9. Incentive Stock Option Limitations/Terms.

(a) Eligibility. Only employees (as determined in accordance with Section 3401(c) of the Code and the regulations promulgated thereunder) of the Company or any of its Subsidiaries may be granted Incentive Stock Options. No Incentive Stock Option shall be granted to any such employee who as of the Grant Date owns stock possessing more than 10% of the total combined voting power of the Company.

(b) $100,000 Limitation. Notwithstanding the designation “Incentive Stock Option” in an Option Agreement, if and to the extent that the aggregate Fair Market Value of the Shares with respect to which Incentive Stock Options are exercisable for the first time by the Awardee during any calendar year (under all plans of the Company and any of its Subsidiaries) exceeds U.S. $100,000, such Options shall be treated as Nonqualified Stock Options. For purposes of this Section 9(b) of the Plan, Incentive Stock Options shall be taken into account in the order in which they were granted. The Fair Market Value of the Shares shall be determined as of the Grant Date.

(c) Transferability. The Option Agreement must provide that an Incentive Stock Option cannot be transferable by the Awardee otherwise than by will or the laws of descent and distribution, and, during the lifetime of such Awardee, must not be exercisable by any other person. If the terms of an Incentive Stock Option are amended to permit transferability, the Option will be treated for tax purposes as a Nonqualified Stock Option.

(d) Exercise Price. The per Share exercise price of an Incentive Stock Option shall in no event be inconsistent with the requirements for qualification of the Incentive Stock Option under Section 422 of the Code.

(e) Other Terms. Option Agreements evidencing Incentive Stock Options shall contain such other terms and conditions as may be necessary to qualify, to the extent determined desirable by the Administrator, with the applicable provisions of Section 422 of the Code.

 

10. Stock Appreciation Rights.

▶ [TASKS]
1/ According to the stock option provisions, how is an Incentive Stock Option treated if its terms are amended to permit transferability?
2/ Revise the stretch of the stock option provisions from "(c) Transferability. The" through "Nonqualified Stock Option.", replacing "Awardee" with "Participant".
The data play no part in this.

▶ [DATASET EXCERPT]
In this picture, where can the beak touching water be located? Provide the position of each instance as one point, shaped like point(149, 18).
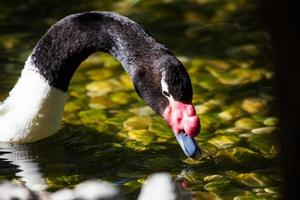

▶ [TASK-BY-TASK OUTPUTS]
1/ It is treated for tax purposes as a Nonqualified Stock Option.

2/
(c) Transferability. The Option Agreement must provide that an Incentive Stock Option cannot be transferable by the Participant otherwise than by will or the laws of descent and distribution, and, during the lifetime of such Participant, must not be exercisable by any other person. If the terms of an Incentive Stock Option are amended to permit transferability, the Option will be treated for tax purposes as a Nonqualified Stock Option.